EXCERPTED PASSAGE:

Any kind of natural, semi-synthetic and synthetic materials may be used as reinforcing material. Apart from the tensile strength and the elongation of rupture it is the modulus of elasticity which mainly determines the behavior and effect of the reinforcing material. If an increase of the breaking strength is called for, the modulus of elasticity of the reinforcing material must be higher than such of the base material. If merely a so-called after breaking strength is called for, such as e.g. to reduce the risk of an accident, the modulus of elasticity of the reinforcing material may be lower than such of the base material. A combination of a variety of reinforcing materials having differing moduli of elasticity can be applied, too. Such reinforcing material may be e.g. woven materials, embedded materials, knitted materials, nets, non-woven materials, threads, yarns, fibre strands, fibre bands etc. as well as sheets, plates, foils, emulsions, wires, gratings etc. of glass, plastic materials, elastomeric material, metals, ceramic materials, etc.
In case of a corrugated board the bottom surfaces of the wave troughs are the areas subjected to the highest forces and, accordingly, the reinforcement extends preferably in the direction of the wave trough and at its lower side in form of an uninterrupted strip having a width which is determined by the cross section and tensile strength of the reinforcing material as well as the particulars of the base material and also by the extent of the reinforcement being sought.
The reinforcing strip can be mounted at the surface which has the highest exposure to tension forces and to one or several wave troughs and/or wave crests at the same side of the plate. Specific applications can foresee an additional mounting of reinforcements to areas subjected to compressive forces.

DIRECTIONS:
How might the passage on reinforcing corrugated board continue after its final sentence? Write the next part of it.

DATA EXTRACT:

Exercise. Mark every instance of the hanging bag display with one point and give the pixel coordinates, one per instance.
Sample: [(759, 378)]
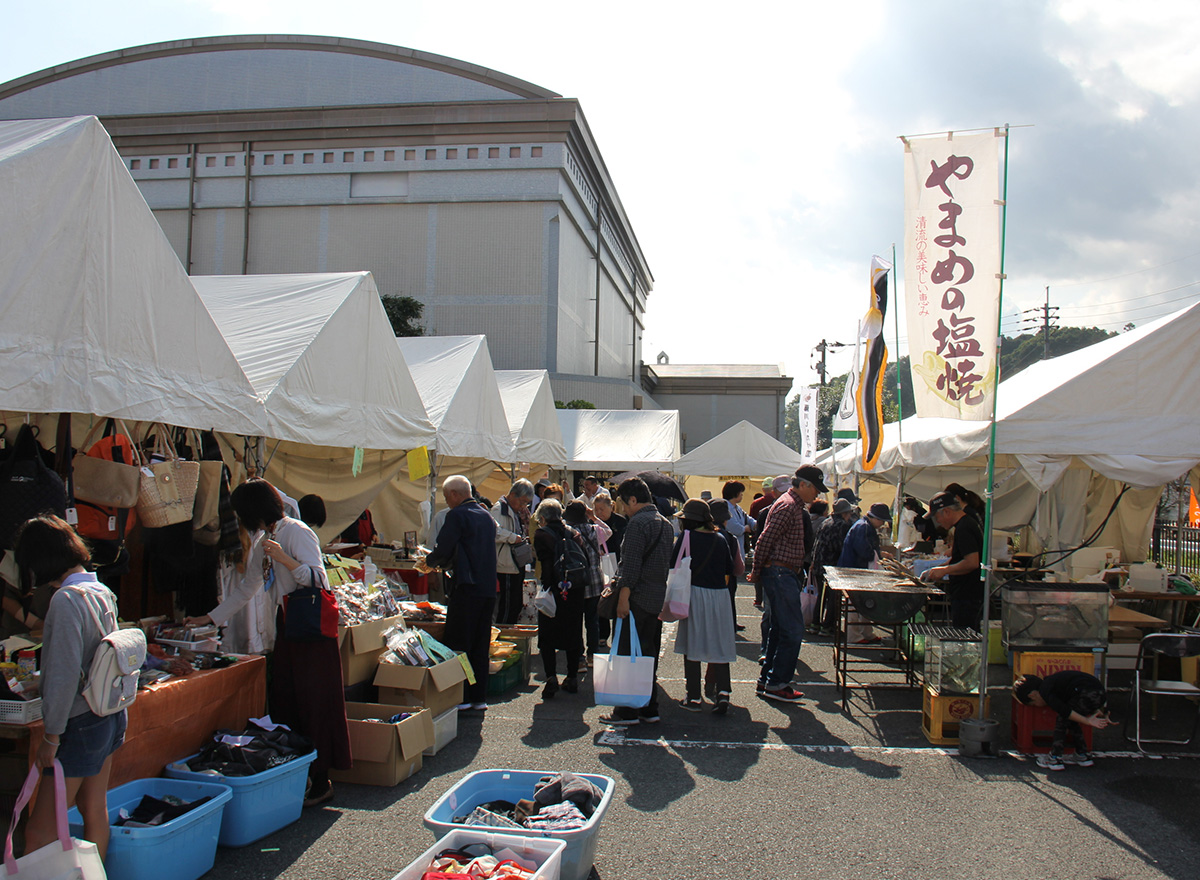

ANSWER TO THIS TASK:
In case of flat plates, specifically flat plates of large dimensions, the reinforcement can be evenly distributed over the complete surface; it can, however, also be applied in form of laterally and/or longitudinally extending strips or of diagonally extending strips extending at predetermined distances from each other.
Generally, the reinforcing material is physically bonded to the base material by means of a suitable, cement resistant high strength bonding agent. Suitable bonding agents are e.g. such which are based on commercially available reaction resins, such as e.g. epoxy resins, unsaturated polyester resins, vinyl-ester resins, polyurethanes, etc.
Suitable plastic materials, e.g. cement resistant plastic materials can possibly also be directly melted onto the base material or applied in a solvent.
The reinforcing material may also be provided with an additional surface layer such to protect the material against corrosion, etc. Such surface layer can be at the same time the bonding agent and penetrate the reinforcing strip completely.
The inventive reinforced shaped articles have a substantially increased breaking strength. The breaking strengths, for instance, tested in a dry state in accordance with DIN 274 can be more than doubled by a strip-wise reinforcement of the wave troughs of corrugated plates of fibrous cement extending laterally, and if extending parallel to the waves by more than 50 percent. In a strong contrast to all experiences made with products consisting of fibrous cement, inclusive asbestos cement, it has been proven at a corrugated board which was reinforced in accordance with the invention, that the wet breaking load, which is the most important feature for practical applications, measured laterally relative to the wave and tested in accordance with ISO R 393 amounts to significantly higher values than the dry test, namely, averaging additional 40%. Also the deviation of quality, in terms of the variation coefficient of the breaking load, is substantially reduced. The stacking features and the stacking volume are maintained.
By means of the inventive reinforcement, even the breaking load of corrugated asbestos cement boards is improved. If the shaped articles are used for minor loadings, the invention allows significant savings in that the thickness of the products can be reduced.
The invention will be better understood and objects other than those set forth above will become apparent when consideration is given to the following detailed description thereof. Such description makes reference to the annexed drawing in which the single FIGURE illustrates a perspective view of a reinforced shaped article in accordance with the invention.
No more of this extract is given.